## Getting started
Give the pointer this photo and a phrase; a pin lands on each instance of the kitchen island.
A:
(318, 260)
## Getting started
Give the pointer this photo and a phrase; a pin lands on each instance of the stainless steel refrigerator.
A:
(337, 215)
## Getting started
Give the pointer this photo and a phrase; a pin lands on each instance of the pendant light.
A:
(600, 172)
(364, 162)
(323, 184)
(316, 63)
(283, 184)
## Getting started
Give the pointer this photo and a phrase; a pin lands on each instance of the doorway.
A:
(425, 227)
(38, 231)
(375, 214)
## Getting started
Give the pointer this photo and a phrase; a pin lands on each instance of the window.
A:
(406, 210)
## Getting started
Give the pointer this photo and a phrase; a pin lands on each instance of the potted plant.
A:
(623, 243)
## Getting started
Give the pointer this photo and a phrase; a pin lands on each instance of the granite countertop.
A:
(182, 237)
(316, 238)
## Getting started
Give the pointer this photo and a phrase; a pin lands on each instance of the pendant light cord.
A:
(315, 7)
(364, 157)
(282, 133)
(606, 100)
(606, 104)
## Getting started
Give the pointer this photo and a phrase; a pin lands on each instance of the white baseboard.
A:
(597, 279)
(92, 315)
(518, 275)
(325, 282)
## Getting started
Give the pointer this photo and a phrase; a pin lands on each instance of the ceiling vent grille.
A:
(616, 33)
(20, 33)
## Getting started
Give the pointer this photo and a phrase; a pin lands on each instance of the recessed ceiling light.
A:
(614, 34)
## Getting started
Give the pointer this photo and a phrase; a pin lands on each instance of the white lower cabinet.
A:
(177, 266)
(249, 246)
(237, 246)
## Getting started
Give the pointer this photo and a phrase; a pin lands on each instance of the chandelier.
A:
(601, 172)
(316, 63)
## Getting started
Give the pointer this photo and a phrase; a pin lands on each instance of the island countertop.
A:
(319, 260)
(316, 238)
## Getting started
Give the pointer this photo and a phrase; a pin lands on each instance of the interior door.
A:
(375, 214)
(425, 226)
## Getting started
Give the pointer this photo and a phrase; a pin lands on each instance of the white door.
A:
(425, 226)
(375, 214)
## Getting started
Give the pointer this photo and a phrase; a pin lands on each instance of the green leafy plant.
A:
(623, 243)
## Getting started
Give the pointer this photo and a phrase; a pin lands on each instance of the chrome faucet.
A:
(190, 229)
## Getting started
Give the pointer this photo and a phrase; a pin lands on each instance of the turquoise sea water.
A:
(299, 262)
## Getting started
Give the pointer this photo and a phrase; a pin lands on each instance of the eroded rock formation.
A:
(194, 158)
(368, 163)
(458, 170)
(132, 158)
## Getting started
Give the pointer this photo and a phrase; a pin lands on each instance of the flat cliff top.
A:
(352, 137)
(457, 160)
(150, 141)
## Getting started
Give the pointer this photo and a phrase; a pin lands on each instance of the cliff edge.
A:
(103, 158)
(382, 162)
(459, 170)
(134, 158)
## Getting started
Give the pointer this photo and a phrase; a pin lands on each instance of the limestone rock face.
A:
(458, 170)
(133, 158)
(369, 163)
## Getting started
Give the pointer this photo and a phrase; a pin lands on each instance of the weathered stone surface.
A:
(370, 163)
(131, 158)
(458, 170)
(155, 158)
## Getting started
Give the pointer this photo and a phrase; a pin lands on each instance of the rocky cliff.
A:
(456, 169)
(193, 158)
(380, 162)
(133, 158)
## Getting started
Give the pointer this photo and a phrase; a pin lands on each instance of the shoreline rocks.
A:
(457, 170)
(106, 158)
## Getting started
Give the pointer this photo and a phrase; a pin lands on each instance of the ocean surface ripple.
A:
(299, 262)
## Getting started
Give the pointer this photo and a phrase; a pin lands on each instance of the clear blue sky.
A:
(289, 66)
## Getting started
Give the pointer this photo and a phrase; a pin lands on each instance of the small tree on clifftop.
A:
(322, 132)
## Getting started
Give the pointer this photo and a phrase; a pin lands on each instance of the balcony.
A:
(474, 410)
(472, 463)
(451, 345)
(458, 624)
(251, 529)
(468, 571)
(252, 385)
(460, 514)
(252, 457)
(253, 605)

Exercise: The answer must consist of every line in the records above that contains the word "surface".

Result for this task:
Give the pointer this photo and a phrase; a pin lands on each instance of the weathered stone surface.
Give the pointer this photo and a phrase; a pin lands on each instance of the ocean surface ripple.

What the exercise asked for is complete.